Work to be completed:
Rewrite the lines from the one containing "--target person's trousers" through the end of the items, replacing "reply" with "response" and leaving everything else unchanged.

Data for this exercise:
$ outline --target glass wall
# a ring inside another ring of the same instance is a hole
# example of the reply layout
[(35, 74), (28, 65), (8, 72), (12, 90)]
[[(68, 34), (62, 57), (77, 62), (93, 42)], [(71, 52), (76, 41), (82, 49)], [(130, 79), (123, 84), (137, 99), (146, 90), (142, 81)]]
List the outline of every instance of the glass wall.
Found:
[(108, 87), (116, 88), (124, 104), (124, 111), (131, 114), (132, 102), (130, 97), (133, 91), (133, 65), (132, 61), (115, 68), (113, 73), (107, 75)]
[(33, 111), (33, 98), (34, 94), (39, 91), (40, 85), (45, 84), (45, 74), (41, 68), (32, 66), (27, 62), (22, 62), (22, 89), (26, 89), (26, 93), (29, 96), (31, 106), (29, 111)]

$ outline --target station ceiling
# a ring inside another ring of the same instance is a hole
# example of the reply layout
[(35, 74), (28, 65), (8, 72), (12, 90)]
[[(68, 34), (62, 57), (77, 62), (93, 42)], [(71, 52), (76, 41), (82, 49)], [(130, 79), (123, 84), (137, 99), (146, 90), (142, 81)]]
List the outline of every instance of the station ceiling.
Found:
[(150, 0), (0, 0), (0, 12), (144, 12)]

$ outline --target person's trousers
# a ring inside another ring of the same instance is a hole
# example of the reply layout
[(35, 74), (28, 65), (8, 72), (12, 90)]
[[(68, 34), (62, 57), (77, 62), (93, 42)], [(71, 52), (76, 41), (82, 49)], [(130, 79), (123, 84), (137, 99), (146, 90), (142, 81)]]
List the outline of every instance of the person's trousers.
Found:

Exercise solution:
$ outline --target person's trousers
# a ring inside another ring of the same instance is a hole
# example of the response layout
[(35, 74), (28, 65), (8, 72), (12, 90)]
[[(68, 34), (62, 57), (77, 62), (93, 42)], [(71, 52), (76, 41), (82, 49)], [(130, 79), (123, 84), (137, 99), (146, 90), (142, 81)]]
List the outline of every instance of the person's trousers.
Found:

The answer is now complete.